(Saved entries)
-- Start --

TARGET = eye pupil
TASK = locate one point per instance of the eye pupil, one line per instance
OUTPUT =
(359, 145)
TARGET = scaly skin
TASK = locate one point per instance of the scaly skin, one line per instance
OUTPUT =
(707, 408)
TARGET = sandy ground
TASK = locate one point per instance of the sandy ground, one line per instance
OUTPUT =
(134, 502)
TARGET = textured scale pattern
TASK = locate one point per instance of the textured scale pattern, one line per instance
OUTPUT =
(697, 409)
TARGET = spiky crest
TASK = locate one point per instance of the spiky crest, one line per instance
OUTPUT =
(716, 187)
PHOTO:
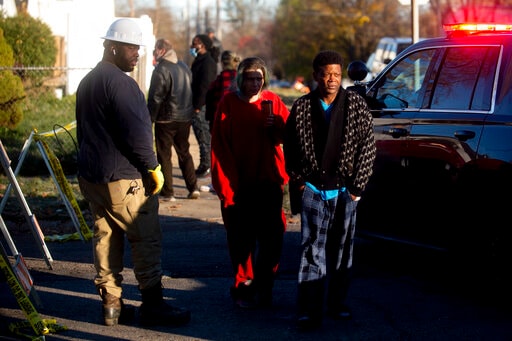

-- End --

__WHAT YOU NEED TO DO__.
Copy all of the material above line for line, leaving out the picture.

__RESULT FOR THIS EXERCISE__.
TARGET = eye pupil
TASK = locate one point per instance of the eye pupil, one line per instance
OUTPUT =
(359, 145)
TARGET = scaly skin
TASK = locate one point per instance of the scaly skin, one line per instance
OUTPUT =
(707, 408)
TARGET = sandy ground
TASK = locate one point per instance of the sandy ground, one line per instance
OUTPUT =
(134, 502)
TARGET = textured scale pattern
TASK = locate one point per instance of the textured scale pattern, one line per instance
OUTPUT =
(697, 409)
TARGET = spiky crest
TASK = locate one point per instance of the spiky crest, one line per instance
OUTPUT =
(716, 187)
PHOTO:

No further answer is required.